- TASK REQUIREMENTS
Please copy the entries below word for word, leaving out any image.

== == ==

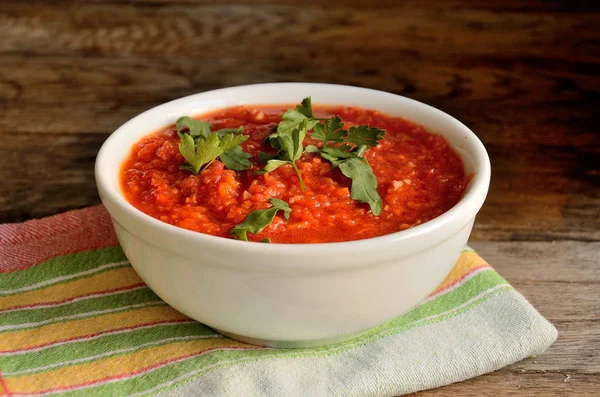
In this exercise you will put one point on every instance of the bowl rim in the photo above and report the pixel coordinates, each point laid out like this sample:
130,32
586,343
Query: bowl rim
471,201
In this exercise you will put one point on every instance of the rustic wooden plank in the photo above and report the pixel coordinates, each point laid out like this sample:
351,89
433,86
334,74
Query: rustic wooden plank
507,383
43,175
116,89
558,261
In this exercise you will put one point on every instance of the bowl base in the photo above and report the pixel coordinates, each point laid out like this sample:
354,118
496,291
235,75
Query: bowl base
296,344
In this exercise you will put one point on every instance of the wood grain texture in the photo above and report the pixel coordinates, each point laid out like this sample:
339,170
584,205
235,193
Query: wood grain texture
522,74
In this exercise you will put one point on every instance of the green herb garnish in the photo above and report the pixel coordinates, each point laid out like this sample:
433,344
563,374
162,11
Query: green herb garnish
289,143
257,220
342,148
348,156
200,146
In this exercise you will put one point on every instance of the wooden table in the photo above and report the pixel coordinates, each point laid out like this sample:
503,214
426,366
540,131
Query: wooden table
523,75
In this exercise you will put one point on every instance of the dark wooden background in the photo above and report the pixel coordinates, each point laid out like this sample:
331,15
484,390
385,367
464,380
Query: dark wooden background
524,75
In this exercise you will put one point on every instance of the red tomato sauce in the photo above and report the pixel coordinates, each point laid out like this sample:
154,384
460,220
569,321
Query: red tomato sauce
419,178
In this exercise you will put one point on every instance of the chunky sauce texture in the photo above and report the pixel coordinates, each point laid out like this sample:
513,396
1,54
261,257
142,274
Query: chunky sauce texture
419,178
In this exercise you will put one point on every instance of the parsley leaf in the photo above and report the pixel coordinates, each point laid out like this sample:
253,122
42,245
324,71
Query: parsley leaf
347,155
200,147
290,146
364,182
257,220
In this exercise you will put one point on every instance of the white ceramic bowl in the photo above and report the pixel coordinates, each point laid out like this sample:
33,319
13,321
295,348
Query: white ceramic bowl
289,295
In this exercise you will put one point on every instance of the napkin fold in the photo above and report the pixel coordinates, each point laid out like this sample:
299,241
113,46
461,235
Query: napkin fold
75,319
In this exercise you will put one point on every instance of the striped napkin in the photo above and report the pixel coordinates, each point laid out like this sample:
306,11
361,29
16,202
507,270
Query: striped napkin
76,320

== == ==

- ANSWER
In this exercise you will put one point on every instance of the bowl rim in the photo above and report the pixel coordinates, each point laid out like this sample:
130,32
586,343
Query: bowl rim
471,201
In this exercise you will put one point on every instance of the rustic wooden plank in the photo above and report the pixel coordinates, each point laid out like this sample:
351,89
433,86
334,74
Query: rustic wooden plank
507,383
43,175
116,89
558,261
In this exercise you will put one point on every instance of the bowl base in the photo above and report the pixel coordinates, each point laid out like this sample:
354,118
496,291
235,75
Query: bowl base
296,344
In this exercise you will put one point on every instance of the wood grain texture in the photo above and report the pixel coordinates, each point laid out like this sample:
339,170
584,205
235,193
Query: wood grain texture
522,74
In this exercise you will put one point on every instance of the green herb garnish in the photo above and report the pixel coordinates, each point laid out like this sample:
433,344
563,374
162,11
Query: green herb garnish
289,143
257,220
342,148
348,156
200,146
In this exercise you will put one point on every instance of the wooden table in the photo above and report the pixel coordinates, each point laid out like this sample:
503,214
426,366
540,131
Query: wooden table
523,75
In this exercise you will put one point on every instance of the dark wooden background in the photo above and report the pixel coordinates, each point laid out like this sample:
331,15
484,390
385,367
464,380
Query: dark wooden background
524,75
In this exercise you will put one point on every instance of the red tomato sauce in the photo above and report the pixel coordinates, each point laid out like this sample:
154,384
460,220
569,321
Query: red tomato sauce
419,178
In this exercise you will put one point on every instance of the chunky sauce texture in the photo above and report the pixel coordinates, each point laid out like this sample:
513,396
1,54
261,257
142,274
Query: chunky sauce texture
419,178
In this exercise you will put one point on every instance of the parsley leaf in the photo above and report the pixel coordinates, each point laid out like this sample:
253,122
42,245
324,71
Query: parsley leaf
347,155
200,147
290,146
364,182
257,220
In this exercise you will put one point on every instance of the white ceramic bowl in the photo above and report the pixel coordinates, each point laid out like this sample:
33,319
13,321
295,348
Query: white ceramic bowl
289,295
In this exercise you will put one point on every instance of the napkin fold in the photo above and report the pixel coordinates, each point laid out like this sample:
299,241
113,46
461,235
Query: napkin fold
75,319
In this exercise you will put one point on every instance of the striped napkin in the photo above and report the pixel coordinates, each point laid out like this sample:
306,11
361,29
16,202
507,270
Query: striped napkin
76,320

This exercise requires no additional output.